**Problems to work on:**
1. Decide whether each statement agrees with the ShardingSphere transactions text below. Answer yes or no for each, and quote the exact words from the text that settle it. (a) The distributed transaction module rests on three underlying projects. (b) The TransactionType class sits in the sharding-transaction-2pc project. (c) The transaction implementation mechanism will be covered in two lessons.
2. From the ShardingSphere transactions text below, retype the passage starting at "Starting today, we" and ending at "of distributed transactions.", without changing anything.

**Supplied passage:**
27 Distributed Transactions How to Understand the Abstraction Process of Distributed Transactions in Sharding Sphere

27 Distributed Transactions How to Understand the Abstraction Process of Distributed Transactions in ShardingSphere #

Starting today, we will enter a new module, that is ShardingSphere Distributed Transaction. This is a very important topic, and we will introduce ShardingSphere’s transaction implementation mechanism in three lessons.

ShardingTransactionManagerEngine #

In lessons 18 and 19, “Distributed Transaction: How to Use Strong Consistency Transaction and Flexible Transaction?”, we have introduced the basic concepts of distributed transactions.

After understanding some basic concepts, let’s take a look at the code organization structure of the distributed transaction module in ShardingSphere. We found that there are three underlying projects: sharding-transaction-core, sharding-transaction-2pc, and sharding-transaction-base.

From the names, we can see that sharding-transaction-core should include some basic core classes related to distributed transactions, and sharding-transaction-2pc and sharding-transaction-base are based on strong consistency and eventual consistency implementations, respectively.

The naming of these package structures can actually be reflected in the definition of transaction type TransactionType. It is an enumeration representing local transaction, XA two-phase commit transaction, and BASE flexible transaction, as shown below:

public enum TransactionType {
    LOCAL, XA, BASE
}

TransactionType class is located in the sharding-transaction-core project. Let’s take a look at the other contents in this project first. The first thing we notice is the ShardingTransactionManagerEngine interface.

**Excerpted records:**
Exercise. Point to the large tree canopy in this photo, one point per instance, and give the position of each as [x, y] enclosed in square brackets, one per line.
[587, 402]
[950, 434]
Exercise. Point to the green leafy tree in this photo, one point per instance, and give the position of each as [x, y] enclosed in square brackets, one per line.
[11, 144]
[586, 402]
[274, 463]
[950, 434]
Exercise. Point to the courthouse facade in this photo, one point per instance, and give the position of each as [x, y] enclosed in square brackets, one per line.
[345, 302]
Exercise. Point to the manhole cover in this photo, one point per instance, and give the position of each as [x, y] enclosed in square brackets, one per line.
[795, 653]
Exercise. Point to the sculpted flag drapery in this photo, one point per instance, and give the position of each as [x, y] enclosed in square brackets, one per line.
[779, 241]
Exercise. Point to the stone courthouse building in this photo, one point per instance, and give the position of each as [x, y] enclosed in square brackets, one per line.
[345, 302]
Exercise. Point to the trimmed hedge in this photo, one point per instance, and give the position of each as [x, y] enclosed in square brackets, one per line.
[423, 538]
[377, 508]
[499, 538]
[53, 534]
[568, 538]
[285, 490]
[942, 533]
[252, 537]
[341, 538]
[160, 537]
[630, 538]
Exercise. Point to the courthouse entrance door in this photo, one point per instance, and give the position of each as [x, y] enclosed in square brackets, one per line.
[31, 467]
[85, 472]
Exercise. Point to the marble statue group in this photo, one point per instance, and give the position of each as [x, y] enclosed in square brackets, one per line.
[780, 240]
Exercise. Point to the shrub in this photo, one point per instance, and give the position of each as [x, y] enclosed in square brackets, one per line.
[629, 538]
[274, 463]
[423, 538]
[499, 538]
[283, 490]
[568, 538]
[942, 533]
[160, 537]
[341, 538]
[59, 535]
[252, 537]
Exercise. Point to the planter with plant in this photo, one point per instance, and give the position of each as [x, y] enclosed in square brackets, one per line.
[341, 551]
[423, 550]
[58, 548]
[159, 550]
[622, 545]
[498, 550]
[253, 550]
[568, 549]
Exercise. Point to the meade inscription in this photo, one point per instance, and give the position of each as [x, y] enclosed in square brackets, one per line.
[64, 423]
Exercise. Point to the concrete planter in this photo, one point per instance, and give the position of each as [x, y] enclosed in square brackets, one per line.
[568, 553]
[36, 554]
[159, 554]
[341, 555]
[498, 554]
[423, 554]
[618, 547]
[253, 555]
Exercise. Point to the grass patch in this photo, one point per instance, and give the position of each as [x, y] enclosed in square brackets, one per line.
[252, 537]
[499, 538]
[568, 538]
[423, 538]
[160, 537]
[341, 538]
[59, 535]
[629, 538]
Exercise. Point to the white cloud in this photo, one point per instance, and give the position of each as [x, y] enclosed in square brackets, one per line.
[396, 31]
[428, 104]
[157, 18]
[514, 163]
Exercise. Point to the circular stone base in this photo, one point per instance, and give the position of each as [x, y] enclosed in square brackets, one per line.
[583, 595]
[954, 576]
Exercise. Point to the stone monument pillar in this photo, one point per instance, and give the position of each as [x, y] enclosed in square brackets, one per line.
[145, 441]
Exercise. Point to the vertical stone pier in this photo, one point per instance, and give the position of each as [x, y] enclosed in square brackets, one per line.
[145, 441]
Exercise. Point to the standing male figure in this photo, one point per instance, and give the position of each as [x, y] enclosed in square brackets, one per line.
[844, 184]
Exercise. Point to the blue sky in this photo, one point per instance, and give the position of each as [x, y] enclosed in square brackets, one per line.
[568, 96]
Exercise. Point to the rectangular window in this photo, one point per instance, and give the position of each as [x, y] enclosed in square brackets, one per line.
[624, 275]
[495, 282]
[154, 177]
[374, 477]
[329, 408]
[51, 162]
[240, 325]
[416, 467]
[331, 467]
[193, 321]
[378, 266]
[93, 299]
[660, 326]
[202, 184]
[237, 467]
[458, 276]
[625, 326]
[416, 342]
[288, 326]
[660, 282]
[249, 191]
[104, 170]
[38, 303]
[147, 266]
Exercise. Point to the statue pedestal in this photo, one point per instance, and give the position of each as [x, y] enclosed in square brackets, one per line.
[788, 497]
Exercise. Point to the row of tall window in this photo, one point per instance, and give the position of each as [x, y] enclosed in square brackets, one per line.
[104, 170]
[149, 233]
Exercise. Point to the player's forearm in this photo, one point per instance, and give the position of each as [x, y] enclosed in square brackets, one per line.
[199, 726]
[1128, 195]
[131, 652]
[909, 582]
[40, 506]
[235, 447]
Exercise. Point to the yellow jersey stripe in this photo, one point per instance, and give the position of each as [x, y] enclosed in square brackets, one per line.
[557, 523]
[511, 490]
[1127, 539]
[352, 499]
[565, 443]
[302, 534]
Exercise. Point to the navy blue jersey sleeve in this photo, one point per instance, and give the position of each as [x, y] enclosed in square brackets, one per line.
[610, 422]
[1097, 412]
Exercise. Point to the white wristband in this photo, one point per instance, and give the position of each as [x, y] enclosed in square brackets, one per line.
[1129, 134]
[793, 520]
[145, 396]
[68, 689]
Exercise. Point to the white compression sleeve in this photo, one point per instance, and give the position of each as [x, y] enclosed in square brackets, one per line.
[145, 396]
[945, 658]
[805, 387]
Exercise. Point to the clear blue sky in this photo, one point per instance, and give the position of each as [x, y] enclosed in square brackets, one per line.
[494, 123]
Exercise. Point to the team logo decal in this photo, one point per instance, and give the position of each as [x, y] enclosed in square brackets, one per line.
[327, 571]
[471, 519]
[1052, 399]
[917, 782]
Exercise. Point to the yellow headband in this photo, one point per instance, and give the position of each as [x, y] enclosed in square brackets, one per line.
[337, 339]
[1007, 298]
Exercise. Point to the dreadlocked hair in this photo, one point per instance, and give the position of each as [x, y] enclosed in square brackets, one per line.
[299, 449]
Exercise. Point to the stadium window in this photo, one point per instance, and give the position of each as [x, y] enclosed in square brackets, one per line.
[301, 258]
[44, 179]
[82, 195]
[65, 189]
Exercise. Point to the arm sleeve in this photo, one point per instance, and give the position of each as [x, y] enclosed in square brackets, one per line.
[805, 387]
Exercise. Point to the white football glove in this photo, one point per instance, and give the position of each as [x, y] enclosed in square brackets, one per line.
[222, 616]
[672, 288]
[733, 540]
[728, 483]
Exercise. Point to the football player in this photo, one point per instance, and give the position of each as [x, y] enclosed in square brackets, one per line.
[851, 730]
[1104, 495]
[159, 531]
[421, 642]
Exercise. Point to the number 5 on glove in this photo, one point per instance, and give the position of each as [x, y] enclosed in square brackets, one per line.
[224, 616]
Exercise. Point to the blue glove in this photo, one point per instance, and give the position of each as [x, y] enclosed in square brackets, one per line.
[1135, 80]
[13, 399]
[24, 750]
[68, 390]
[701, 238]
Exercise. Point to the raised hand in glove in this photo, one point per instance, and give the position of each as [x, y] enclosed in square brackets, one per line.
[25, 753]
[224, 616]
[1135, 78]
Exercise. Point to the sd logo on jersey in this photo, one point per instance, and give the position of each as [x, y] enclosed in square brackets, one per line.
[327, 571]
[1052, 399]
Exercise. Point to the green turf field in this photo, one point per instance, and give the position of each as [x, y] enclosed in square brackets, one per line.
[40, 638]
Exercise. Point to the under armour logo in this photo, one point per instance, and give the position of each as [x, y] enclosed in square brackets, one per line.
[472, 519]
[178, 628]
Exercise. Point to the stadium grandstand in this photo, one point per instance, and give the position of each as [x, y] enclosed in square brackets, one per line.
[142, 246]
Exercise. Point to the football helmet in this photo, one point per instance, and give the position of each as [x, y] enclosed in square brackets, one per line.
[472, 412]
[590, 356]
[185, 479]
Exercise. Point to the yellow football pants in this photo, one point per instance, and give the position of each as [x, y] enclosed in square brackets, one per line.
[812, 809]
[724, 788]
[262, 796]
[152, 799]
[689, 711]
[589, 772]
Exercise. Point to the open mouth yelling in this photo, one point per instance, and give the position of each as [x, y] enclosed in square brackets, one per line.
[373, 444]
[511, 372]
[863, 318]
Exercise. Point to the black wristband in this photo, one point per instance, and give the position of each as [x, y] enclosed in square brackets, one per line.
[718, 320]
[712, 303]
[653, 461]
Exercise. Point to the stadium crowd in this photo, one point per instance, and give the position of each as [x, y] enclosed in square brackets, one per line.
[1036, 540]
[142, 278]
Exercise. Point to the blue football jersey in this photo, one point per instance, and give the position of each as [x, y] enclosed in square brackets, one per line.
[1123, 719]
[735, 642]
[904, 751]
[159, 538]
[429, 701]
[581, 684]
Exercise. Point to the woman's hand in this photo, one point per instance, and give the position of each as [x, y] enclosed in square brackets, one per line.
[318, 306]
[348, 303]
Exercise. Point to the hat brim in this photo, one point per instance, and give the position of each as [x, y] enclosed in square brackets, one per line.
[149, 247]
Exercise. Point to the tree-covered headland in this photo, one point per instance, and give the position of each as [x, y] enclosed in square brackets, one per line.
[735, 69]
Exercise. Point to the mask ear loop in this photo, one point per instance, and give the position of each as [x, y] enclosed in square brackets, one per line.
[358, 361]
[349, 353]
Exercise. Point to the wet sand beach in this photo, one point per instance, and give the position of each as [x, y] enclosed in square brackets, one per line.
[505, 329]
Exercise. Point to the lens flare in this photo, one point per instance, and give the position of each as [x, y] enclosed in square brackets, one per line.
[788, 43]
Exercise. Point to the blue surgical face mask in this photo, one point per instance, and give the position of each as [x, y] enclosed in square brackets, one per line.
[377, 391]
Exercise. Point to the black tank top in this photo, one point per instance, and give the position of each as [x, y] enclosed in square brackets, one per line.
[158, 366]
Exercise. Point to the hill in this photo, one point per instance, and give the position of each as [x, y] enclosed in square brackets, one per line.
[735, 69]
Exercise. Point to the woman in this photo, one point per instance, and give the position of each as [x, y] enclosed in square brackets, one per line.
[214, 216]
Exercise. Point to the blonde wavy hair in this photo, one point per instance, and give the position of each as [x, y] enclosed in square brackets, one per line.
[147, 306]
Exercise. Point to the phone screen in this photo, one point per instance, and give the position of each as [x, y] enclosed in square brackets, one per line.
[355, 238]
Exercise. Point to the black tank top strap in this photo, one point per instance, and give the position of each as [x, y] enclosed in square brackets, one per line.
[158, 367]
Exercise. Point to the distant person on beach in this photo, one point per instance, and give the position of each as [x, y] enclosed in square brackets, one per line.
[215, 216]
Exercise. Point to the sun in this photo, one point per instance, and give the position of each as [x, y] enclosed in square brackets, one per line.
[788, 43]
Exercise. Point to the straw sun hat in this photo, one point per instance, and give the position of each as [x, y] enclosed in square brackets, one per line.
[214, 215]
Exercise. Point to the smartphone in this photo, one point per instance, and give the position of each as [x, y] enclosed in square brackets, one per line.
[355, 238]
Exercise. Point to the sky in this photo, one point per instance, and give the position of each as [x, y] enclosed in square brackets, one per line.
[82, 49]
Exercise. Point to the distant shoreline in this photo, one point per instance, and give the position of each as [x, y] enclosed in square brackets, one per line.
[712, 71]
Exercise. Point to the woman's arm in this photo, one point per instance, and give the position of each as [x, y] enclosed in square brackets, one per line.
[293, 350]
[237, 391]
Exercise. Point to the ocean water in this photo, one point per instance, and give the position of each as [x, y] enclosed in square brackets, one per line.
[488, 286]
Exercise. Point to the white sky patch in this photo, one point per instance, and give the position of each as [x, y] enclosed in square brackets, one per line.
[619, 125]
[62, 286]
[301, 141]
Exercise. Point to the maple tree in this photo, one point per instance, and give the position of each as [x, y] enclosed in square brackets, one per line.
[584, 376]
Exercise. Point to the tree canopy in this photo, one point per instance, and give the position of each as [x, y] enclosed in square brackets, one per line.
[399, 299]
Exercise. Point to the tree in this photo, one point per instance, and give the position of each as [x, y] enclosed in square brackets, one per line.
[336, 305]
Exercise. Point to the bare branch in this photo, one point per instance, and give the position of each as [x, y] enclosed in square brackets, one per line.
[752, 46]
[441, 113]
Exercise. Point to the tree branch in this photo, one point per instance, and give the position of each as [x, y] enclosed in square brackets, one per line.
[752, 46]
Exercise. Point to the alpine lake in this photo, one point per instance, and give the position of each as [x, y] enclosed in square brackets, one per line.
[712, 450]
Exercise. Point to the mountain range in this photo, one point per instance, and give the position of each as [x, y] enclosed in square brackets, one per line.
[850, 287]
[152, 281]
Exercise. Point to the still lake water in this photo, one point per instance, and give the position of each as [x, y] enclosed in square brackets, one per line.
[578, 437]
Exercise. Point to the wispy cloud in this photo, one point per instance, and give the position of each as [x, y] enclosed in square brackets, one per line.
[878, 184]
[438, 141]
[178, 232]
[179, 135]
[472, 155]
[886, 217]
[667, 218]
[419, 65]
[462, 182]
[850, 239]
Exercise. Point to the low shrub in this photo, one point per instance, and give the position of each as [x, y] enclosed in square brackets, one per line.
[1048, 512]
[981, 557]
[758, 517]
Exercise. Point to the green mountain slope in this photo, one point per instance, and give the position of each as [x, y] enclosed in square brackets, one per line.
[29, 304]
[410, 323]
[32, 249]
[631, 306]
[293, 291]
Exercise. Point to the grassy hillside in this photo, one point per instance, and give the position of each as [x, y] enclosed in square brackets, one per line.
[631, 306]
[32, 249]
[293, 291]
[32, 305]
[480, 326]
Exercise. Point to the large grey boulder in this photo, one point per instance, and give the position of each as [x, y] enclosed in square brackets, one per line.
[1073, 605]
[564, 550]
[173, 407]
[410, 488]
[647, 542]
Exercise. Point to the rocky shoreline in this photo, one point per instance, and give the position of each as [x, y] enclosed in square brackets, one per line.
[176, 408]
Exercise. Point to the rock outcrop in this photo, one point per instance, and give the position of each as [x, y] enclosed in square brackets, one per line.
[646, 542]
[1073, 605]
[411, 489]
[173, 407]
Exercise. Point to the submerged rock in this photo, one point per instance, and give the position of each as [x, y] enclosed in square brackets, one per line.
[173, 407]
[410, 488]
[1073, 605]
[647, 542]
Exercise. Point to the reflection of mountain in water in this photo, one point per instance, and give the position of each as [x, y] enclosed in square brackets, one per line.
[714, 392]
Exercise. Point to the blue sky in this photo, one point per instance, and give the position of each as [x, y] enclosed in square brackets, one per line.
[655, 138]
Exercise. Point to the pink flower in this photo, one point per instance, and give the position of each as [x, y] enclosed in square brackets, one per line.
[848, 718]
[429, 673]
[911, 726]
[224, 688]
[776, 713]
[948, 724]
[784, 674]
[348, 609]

**Solutions to each task:**
1.
(a) Yes: "there are three underlying projects: sharding-transaction-core, sharding-transaction-2pc, and sharding-transaction-base."
(b) No: "TransactionType class is located in the sharding-transaction-core project."
(c) No: "we will introduce ShardingSphere’s transaction implementation mechanism in three lessons."

2.
Starting today, we will enter a new module, that is ShardingSphere Distributed Transaction. This is a very important topic, and we will introduce ShardingSphere’s transaction implementation mechanism in three lessons.

ShardingTransactionManagerEngine #

In lessons 18 and 19, “Distributed Transaction: How to Use Strong Consistency Transaction and Flexible Transaction?”, we have introduced the basic concepts of distributed transactions.